WHAT TO DO: The answer should hold nothing but the lines from the one with "Task: for the greenhouse-bench survey, tag the blue" through the end of the listing below, each exactly as written.

RECORDS PROVIDED:

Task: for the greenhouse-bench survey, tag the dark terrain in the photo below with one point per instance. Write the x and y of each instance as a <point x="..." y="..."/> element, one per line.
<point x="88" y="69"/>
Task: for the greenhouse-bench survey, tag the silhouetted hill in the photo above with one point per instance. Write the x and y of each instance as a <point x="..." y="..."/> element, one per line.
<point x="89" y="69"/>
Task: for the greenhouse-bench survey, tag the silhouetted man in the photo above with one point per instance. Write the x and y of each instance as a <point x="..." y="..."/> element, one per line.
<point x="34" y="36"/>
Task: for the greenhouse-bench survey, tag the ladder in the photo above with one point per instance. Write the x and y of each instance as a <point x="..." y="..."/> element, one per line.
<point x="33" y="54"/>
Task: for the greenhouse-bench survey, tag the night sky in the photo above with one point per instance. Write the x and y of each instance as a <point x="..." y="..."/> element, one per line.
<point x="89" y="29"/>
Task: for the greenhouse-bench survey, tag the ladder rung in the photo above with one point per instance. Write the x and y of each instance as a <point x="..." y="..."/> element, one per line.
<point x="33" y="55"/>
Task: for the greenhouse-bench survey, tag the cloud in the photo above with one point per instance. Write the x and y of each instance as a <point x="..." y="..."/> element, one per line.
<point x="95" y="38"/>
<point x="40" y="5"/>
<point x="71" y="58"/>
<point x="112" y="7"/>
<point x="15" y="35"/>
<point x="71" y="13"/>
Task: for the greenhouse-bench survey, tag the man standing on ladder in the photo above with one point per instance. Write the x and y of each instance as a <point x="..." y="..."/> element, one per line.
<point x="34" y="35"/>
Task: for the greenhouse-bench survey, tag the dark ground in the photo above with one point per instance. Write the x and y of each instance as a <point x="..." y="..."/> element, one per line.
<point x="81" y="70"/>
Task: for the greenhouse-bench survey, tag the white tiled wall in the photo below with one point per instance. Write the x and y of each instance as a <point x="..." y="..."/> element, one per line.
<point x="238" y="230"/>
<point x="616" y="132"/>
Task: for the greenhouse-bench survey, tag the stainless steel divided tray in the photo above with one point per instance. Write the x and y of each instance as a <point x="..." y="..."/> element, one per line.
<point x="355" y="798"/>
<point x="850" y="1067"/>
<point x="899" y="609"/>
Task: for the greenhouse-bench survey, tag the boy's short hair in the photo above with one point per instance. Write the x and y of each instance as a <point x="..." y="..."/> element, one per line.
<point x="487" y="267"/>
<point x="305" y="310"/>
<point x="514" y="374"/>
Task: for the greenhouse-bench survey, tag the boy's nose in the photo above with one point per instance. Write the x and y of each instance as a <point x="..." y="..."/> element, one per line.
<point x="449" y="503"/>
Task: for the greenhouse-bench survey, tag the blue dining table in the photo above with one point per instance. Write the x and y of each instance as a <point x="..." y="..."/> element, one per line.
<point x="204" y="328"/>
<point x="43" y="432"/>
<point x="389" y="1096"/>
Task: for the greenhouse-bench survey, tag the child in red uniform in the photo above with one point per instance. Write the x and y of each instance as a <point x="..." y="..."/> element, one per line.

EXPECTED OUTPUT:
Task: for the greenhouse-bench survey, tag the blue dining table in the photo above with one point per instance. Write the x and y of each instance as a <point x="..." y="..."/> element, one per line.
<point x="204" y="328"/>
<point x="43" y="432"/>
<point x="389" y="1096"/>
Task: for the greenhouse-bench survey, tag the child in red uniform in the photo above with one point per instance. Write the x and y of each instance as a <point x="..." y="..."/> element, one per line.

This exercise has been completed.